> The task:
Transcribe every line, keeping it exact.

Start of Records shown

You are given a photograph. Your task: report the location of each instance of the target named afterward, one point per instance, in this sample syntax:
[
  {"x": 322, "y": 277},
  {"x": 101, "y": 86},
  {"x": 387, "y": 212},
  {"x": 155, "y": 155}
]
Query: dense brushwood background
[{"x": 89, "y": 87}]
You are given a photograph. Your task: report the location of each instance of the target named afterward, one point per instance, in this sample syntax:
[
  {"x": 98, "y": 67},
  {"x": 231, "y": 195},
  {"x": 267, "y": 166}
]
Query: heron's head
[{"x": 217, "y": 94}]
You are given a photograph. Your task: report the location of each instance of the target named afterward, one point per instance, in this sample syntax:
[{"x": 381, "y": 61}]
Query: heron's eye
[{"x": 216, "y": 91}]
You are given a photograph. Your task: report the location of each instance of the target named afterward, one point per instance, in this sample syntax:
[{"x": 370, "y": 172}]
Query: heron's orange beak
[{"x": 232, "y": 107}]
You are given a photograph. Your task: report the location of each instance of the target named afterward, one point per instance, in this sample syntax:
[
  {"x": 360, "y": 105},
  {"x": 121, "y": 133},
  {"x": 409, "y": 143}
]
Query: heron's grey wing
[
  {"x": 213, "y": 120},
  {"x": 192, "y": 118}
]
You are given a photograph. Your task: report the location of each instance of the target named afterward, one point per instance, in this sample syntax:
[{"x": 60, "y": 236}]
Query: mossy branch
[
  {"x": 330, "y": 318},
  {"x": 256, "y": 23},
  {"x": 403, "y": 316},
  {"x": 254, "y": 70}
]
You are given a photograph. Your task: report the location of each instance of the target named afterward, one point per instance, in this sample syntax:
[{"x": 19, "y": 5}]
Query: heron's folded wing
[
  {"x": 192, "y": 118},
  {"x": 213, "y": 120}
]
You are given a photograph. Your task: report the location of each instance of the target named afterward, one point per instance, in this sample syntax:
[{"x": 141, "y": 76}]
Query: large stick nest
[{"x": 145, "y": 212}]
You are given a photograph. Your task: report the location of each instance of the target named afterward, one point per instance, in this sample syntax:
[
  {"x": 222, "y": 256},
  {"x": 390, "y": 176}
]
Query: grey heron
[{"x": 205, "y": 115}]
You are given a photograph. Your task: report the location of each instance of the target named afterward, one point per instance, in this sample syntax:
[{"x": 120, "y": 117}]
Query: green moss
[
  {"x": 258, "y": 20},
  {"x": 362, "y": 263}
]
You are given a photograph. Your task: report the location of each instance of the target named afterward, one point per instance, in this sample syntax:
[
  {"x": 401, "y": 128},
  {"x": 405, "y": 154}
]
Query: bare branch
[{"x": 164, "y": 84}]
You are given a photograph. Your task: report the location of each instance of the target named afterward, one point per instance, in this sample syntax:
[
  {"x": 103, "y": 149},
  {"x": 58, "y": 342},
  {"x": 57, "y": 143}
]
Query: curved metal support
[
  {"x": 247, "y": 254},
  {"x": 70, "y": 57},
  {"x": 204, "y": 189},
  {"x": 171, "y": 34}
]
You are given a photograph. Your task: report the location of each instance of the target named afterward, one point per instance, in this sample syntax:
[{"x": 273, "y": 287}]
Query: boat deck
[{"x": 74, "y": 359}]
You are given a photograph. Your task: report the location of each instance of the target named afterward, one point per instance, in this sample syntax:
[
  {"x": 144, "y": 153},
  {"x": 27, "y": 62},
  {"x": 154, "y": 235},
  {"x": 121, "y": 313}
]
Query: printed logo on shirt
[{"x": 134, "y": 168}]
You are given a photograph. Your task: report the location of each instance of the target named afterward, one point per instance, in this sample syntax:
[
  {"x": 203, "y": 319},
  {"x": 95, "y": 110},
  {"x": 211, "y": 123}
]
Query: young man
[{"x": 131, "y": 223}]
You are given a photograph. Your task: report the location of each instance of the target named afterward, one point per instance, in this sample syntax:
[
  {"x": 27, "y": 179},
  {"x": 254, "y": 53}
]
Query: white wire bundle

End of Records shown

> Solution:
You are given a photograph. Your task: report the location of each instance of the target named afterward, one point per instance, in this sample syntax:
[
  {"x": 322, "y": 277},
  {"x": 101, "y": 86},
  {"x": 387, "y": 212},
  {"x": 155, "y": 155}
]
Query: dense brushwood background
[{"x": 89, "y": 87}]
You are given a photograph. Your task: report the location of each instance of the target named afterward, one point per instance, in this sample syntax:
[
  {"x": 98, "y": 67},
  {"x": 231, "y": 195},
  {"x": 267, "y": 166}
]
Query: heron's head
[{"x": 217, "y": 94}]
You are given a photograph. Your task: report the location of each instance of the target named afterward, one point per instance, in this sample syntax:
[{"x": 381, "y": 61}]
Query: heron's eye
[{"x": 216, "y": 91}]
You are given a photograph. Your task: report the location of each instance of the target named afterward, one point per instance, in this sample syntax:
[{"x": 370, "y": 172}]
Query: heron's orange beak
[{"x": 232, "y": 107}]
You are given a photograph. Your task: report the location of each instance of the target named afterward, one point per instance, in this sample syntax:
[
  {"x": 360, "y": 105},
  {"x": 121, "y": 133},
  {"x": 409, "y": 143}
]
Query: heron's grey wing
[
  {"x": 213, "y": 120},
  {"x": 192, "y": 118}
]
You are given a photograph. Your task: report the location of each instance of the target named afterward, one point per instance, in this sample syntax:
[{"x": 60, "y": 236}]
Query: mossy branch
[
  {"x": 330, "y": 318},
  {"x": 256, "y": 23},
  {"x": 403, "y": 316},
  {"x": 254, "y": 70}
]
You are given a photograph. Your task: report the location of each instance of the target named afterward, one point per instance, in this sample syntax:
[{"x": 19, "y": 5}]
Query: heron's folded wing
[
  {"x": 192, "y": 118},
  {"x": 213, "y": 120}
]
You are given a photograph. Your task: report the location of each instance of the target named afterward, one point per instance, in this sample syntax:
[{"x": 141, "y": 76}]
Query: large stick nest
[{"x": 145, "y": 212}]
You are given a photograph. Your task: report the location of each instance of the target named afterward, one point per instance, in this sample syntax:
[
  {"x": 222, "y": 256},
  {"x": 390, "y": 176}
]
Query: grey heron
[{"x": 205, "y": 115}]
You are given a photograph. Your task: report the location of each instance of the target named afterward, one point per instance, in this sample syntax:
[{"x": 120, "y": 117}]
Query: green moss
[
  {"x": 258, "y": 20},
  {"x": 362, "y": 263}
]
You are given a photograph. Your task: report the location of each instance of the target named afterward, one point per instance, in this sample syntax:
[
  {"x": 401, "y": 128},
  {"x": 405, "y": 154}
]
Query: bare branch
[{"x": 164, "y": 84}]
You are given a photograph. Your task: report the location of each instance of the target named afterward, one point per instance, in this sample syntax:
[
  {"x": 103, "y": 149},
  {"x": 58, "y": 342},
  {"x": 57, "y": 143}
]
Query: curved metal support
[
  {"x": 247, "y": 254},
  {"x": 70, "y": 57},
  {"x": 204, "y": 189},
  {"x": 171, "y": 34}
]
You are given a photograph. Your task: report the location of each instance of the target named afterward, one point per instance, in this sample syntax:
[{"x": 273, "y": 287}]
Query: boat deck
[{"x": 74, "y": 359}]
You are given a photograph. Your task: report the location of each instance of the target named afterward, one point per instance, in this sample syntax:
[
  {"x": 144, "y": 153},
  {"x": 27, "y": 62},
  {"x": 154, "y": 235},
  {"x": 121, "y": 313}
]
Query: printed logo on shirt
[{"x": 134, "y": 168}]
You are given a photograph. Your task: report the location of each instance of the target named afterward, one point per instance, in this sample syntax:
[
  {"x": 203, "y": 319},
  {"x": 95, "y": 110},
  {"x": 211, "y": 123}
]
Query: young man
[{"x": 131, "y": 223}]
You are given a photograph. Your task: report the location of each instance of the target named afterward, one point per instance, in this sample syntax:
[
  {"x": 27, "y": 179},
  {"x": 254, "y": 53}
]
Query: white wire bundle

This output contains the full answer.